# PROBLEMS TO WORK ON
1. Decide whether each statement agrees with the passage on neoliberalism below: (a) the passage claims that working people are owned as property; (b) the passage says that banks set up assembly lines to sign false paperwork after the 2007/8 financial crisis; (c) the passage holds employers responsible for the well-being of working people. For each, answer yes or no and quote the deciding words of the passage exactly.
2. Write a continuation of the passage on neoliberalism below, beginning right after its final sentence.

# PROVIDED TEXT
━━━━━━━━━━━━━━━━━━━━━━━━━━━━━━

There is no such thing as society.
Greed is good.
There is no alternative (TINA)
That last item refers to our position as non-elites. It means we are in a system designed to leave us without options. It means your cards are face-up on the table as interlocutors decide how little they can get away with offering you or one of the many others who you are trying to shoulder out for an opportunity. It means take-it-or-leave-it.
I view the way working people are treated at this moment as a sort of inverted slavery. No, we are not owned as property. Instead, we are left to our own devices. It’s an oligopolist system in which our collective time is a pooled resource that has more than is needed by design. You might find a way to carve out a decent life on the margins, but diminishing prospects are the norm.
As society became uncivil, the safety net became a bottomless pit. Your employer is not responsible for your well-being and neither is your government. You’re on your own, but you’re told you’re in a system that fosters success. Meanwhile, most struggle to get by. It is the neoliberal dream world come true.
The US government creates the appearance of democracy, but the processes were long ago perverted. Neoliberals contorted systems to ensure their desired outcomes and then fumbled the reins.
That brings us to our current circumstances. Ian gets at that nicely:
Neoliberal elites are predators. This is true in every neoliberal country, it is simply most advanced in the United States. They view ordinary people as prey or useful tools. After the 2007/8 financial crisis, banks set up assembly lines to sign false paperwork so they could sieze people’s homes. The Federal government knew, aided them, and later immunized them by making them pay fines far less than the value of what they stole.
You are the food or the money producing asset to elites.

━━━━━━━━━━━━━━━━━━━━━━━━━━━━━━

# RECORDS PROVIDED
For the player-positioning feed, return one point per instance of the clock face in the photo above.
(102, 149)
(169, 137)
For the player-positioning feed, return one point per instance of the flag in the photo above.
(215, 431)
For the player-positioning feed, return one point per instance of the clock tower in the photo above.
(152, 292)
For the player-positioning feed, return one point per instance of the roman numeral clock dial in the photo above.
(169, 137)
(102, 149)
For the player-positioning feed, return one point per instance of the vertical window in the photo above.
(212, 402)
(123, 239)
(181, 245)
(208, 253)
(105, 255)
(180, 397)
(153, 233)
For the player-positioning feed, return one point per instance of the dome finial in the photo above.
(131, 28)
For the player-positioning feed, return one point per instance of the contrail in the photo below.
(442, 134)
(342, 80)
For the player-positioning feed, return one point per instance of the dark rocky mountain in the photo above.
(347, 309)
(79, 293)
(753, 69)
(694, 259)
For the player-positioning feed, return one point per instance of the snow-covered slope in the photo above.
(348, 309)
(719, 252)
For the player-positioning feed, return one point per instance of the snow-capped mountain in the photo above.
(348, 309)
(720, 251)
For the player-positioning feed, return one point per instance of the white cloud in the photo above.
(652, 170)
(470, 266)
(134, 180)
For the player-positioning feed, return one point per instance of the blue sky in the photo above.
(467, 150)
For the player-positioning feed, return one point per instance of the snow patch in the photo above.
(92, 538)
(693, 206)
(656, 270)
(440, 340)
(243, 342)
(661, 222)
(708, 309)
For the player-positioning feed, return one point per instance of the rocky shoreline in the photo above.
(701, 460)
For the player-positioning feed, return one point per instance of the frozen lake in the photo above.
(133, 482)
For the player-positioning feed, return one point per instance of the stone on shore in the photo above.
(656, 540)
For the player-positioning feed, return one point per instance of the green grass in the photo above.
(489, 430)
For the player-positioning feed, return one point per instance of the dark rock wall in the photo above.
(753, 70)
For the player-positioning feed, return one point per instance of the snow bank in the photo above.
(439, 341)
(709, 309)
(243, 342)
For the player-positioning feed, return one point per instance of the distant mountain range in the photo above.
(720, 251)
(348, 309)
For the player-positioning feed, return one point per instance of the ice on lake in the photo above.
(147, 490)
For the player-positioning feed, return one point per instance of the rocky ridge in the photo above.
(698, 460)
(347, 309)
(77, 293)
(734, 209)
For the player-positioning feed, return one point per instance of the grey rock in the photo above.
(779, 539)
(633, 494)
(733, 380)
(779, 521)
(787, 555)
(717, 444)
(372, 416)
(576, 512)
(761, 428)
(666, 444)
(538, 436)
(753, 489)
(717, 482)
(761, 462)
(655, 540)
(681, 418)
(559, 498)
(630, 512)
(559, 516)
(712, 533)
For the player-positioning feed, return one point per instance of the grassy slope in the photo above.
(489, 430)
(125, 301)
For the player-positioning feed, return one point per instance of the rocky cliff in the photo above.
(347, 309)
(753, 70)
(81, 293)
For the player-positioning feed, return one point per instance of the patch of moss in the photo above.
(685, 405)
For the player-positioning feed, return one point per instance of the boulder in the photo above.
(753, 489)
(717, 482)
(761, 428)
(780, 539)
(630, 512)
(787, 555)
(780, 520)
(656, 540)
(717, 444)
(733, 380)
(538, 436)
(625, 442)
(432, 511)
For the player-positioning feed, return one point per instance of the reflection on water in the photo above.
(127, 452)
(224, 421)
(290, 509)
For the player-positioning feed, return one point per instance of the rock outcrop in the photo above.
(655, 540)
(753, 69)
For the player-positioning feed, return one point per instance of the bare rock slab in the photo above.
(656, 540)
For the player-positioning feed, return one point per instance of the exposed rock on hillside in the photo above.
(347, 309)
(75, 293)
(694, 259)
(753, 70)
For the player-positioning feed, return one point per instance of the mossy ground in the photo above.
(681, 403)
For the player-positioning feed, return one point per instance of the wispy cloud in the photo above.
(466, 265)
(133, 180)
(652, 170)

━━━━━━━━━━━━━━━━━━━━━━━━━━━━━━

# ANSWERS TO THE EXERCISE
1.
(a) No: "No, we are not owned as property."
(b) Yes: "After the 2007/8 financial crisis, banks set up assembly lines to sign false paperwork"
(c) No: "Your employer is not responsible for your well-being and neither is your government."

2.
You are not human, you do not have a right to anything. Not due process of the law. Not food. Not housing. Not affordable medicine or health care. Those things are for people with enough money, and if that’s not you, you don’t deserve them.
This is THE most important thing you can understand about society today. You can’t count on America’s elites to care about you at all. If it is in their best financial interest to impoverish you, kill you or any other thing, they will do so.
This may seem hyperbolic, but it meets the most important test of truth: it predicts their actions far more than any other hypothesis.
How else can you explain the Republicans putting forth the HEALS Act, which offers workers a 2/3 reduction in federal unemployment payments (down from $600 to $200 per week), alongside the desire to introduce coronavirus liability protections for employers and schools? In doing so, they’d force millions back to work, while stripping them of protection against the disease. (They also went after top pandemic-related priorities like military funding and building a new FBI HQ, but I digress.)
On the other side, you have the Democrats voting 36 for and 125 against putting Medicare for All in the DNC platform in the midst of a global pandemic in which millions have already lost their insurance, and millions more are expected to join them soon.
Both of these parties seem more concerned with ensuring the system they’ve built stays in place, rather than trying to do whatever they can to help people through this time of crisis. (If you continued to pay people to stay home, we’d eventually realize that much of the work we do is unnecessary and that the system was in need of change. If you gave everyone healthcare, they’d be better positioned to walk away from bad jobs.)
Both parties’ efforts seem an endorsement of Ian’s hypothesis.